TASK STATEMENT: Would you copy the line that includes "Objective — one pin per instance of the red tile" and every line that follows it, down to the last line of the listing below, exactly as they stand?

BEGIN LISTED RECORDS

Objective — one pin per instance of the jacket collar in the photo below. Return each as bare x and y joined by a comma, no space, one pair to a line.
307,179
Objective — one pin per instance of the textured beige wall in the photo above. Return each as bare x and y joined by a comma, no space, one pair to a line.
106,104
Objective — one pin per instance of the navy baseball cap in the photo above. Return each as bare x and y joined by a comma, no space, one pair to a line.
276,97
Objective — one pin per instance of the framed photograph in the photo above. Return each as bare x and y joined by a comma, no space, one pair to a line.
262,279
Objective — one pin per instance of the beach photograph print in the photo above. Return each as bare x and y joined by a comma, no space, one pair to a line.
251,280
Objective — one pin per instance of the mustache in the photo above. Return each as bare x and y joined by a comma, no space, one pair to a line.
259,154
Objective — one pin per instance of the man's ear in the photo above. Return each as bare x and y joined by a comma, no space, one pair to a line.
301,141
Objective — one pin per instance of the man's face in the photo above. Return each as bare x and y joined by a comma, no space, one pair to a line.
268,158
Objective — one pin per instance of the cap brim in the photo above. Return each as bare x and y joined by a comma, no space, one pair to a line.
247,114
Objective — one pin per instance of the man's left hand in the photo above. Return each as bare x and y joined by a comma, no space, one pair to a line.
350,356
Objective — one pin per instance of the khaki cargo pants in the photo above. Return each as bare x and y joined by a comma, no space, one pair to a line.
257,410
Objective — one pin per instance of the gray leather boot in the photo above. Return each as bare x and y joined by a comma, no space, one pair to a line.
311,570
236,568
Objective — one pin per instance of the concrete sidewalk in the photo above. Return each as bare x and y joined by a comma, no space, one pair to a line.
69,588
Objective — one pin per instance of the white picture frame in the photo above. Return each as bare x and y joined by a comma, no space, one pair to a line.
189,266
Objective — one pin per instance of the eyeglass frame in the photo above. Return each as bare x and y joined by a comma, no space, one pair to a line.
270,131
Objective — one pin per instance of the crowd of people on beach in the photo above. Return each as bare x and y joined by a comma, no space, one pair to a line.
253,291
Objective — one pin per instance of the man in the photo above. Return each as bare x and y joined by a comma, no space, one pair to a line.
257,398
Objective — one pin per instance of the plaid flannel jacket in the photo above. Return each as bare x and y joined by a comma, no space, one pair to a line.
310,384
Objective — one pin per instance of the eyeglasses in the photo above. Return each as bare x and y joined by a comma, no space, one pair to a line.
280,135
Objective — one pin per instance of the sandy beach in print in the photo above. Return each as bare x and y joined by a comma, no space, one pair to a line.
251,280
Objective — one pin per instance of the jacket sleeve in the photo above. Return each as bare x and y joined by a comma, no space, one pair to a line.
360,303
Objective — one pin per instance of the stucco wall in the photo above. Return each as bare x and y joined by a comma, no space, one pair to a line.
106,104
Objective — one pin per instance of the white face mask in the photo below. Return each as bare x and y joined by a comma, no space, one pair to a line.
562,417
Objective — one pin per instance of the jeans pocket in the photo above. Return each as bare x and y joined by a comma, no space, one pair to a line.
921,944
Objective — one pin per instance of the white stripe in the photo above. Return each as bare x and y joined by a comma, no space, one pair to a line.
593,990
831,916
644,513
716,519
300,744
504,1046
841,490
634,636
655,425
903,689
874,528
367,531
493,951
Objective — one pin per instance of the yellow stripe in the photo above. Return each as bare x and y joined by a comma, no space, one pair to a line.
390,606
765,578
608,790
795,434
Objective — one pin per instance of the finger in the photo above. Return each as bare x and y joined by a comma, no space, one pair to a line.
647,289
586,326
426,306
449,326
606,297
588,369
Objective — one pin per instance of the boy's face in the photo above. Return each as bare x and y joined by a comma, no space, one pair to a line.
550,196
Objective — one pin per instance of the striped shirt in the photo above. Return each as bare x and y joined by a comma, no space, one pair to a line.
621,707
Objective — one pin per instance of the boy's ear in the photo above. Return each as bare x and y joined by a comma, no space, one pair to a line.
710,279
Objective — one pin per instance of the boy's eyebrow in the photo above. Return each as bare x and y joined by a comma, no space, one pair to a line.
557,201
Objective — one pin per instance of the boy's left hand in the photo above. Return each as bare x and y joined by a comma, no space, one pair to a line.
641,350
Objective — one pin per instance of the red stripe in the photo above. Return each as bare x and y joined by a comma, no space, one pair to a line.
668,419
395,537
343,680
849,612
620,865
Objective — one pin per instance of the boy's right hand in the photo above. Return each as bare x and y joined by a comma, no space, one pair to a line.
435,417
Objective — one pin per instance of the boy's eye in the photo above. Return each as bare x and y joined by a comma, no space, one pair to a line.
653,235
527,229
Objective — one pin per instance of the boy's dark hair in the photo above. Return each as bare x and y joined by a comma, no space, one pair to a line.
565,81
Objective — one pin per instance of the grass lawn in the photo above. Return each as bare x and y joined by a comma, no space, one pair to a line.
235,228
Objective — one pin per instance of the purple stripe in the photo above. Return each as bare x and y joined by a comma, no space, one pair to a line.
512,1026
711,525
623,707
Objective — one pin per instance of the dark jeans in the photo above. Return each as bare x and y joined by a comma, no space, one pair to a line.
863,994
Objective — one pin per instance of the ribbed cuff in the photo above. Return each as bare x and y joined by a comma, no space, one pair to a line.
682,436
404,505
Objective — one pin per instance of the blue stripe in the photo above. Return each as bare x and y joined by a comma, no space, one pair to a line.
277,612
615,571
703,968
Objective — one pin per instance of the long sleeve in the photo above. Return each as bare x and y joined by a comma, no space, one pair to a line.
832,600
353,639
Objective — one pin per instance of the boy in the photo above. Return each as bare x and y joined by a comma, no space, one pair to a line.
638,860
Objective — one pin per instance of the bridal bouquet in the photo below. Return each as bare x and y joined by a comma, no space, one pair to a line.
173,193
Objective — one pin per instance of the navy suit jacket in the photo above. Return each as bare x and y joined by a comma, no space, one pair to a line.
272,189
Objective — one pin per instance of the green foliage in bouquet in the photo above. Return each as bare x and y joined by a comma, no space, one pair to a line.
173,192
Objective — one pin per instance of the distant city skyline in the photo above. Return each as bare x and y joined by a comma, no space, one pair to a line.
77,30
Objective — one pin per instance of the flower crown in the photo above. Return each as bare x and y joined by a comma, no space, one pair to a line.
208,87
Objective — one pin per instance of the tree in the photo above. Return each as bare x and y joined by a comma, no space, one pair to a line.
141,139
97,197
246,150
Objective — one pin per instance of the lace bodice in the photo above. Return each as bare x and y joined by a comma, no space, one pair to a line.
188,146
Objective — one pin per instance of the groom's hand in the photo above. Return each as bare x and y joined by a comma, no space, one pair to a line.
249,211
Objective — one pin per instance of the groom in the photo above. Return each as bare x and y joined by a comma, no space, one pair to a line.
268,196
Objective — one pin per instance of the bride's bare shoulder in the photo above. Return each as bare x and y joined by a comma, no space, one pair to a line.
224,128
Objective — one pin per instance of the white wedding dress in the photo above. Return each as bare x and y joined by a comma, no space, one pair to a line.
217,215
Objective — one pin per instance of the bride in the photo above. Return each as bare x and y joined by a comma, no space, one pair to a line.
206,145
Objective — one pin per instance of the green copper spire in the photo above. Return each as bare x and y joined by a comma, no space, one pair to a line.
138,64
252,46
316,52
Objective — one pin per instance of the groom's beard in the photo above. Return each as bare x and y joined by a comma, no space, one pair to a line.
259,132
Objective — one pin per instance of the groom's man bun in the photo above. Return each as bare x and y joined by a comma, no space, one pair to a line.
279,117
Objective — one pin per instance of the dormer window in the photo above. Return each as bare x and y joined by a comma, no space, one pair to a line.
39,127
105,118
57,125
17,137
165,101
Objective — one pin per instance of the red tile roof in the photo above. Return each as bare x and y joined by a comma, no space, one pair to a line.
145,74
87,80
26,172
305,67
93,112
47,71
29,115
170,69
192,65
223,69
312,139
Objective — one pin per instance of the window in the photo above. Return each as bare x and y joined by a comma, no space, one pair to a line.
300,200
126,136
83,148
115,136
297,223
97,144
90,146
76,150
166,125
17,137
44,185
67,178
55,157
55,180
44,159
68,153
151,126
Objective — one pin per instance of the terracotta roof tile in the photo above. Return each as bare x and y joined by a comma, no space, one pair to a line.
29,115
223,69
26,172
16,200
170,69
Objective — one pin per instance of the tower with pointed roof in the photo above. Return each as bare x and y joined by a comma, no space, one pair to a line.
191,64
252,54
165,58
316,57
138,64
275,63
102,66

END LISTED RECORDS

ANSWER BELOW:
Objective — one pin per instance of the red tile roof in the photo above. Return each as bare x and y joined by a comma, no space, one pair to a line.
145,74
87,80
26,172
305,67
93,112
47,71
29,115
170,69
192,65
223,69
312,139
Objective — one pin per instance of the window in the photo above. Return each as bare x and y joined by a comma, no space, one pair to a line.
300,200
126,136
83,148
115,136
297,223
97,144
90,146
76,150
166,125
17,137
44,185
67,178
55,157
55,180
44,159
68,153
151,126
Objective — one pin per instance of the terracotta roof tile in the photo above. Return each as bare x and y joined by a comma, no space, one pair to a line.
29,115
223,69
26,172
16,200
170,69
Objective — one pin per instance of the tower with pointed roof in the photo above. Return each as bare x and y joined by a comma, no space, one pair to a line.
191,64
252,54
165,58
316,57
138,64
275,63
102,66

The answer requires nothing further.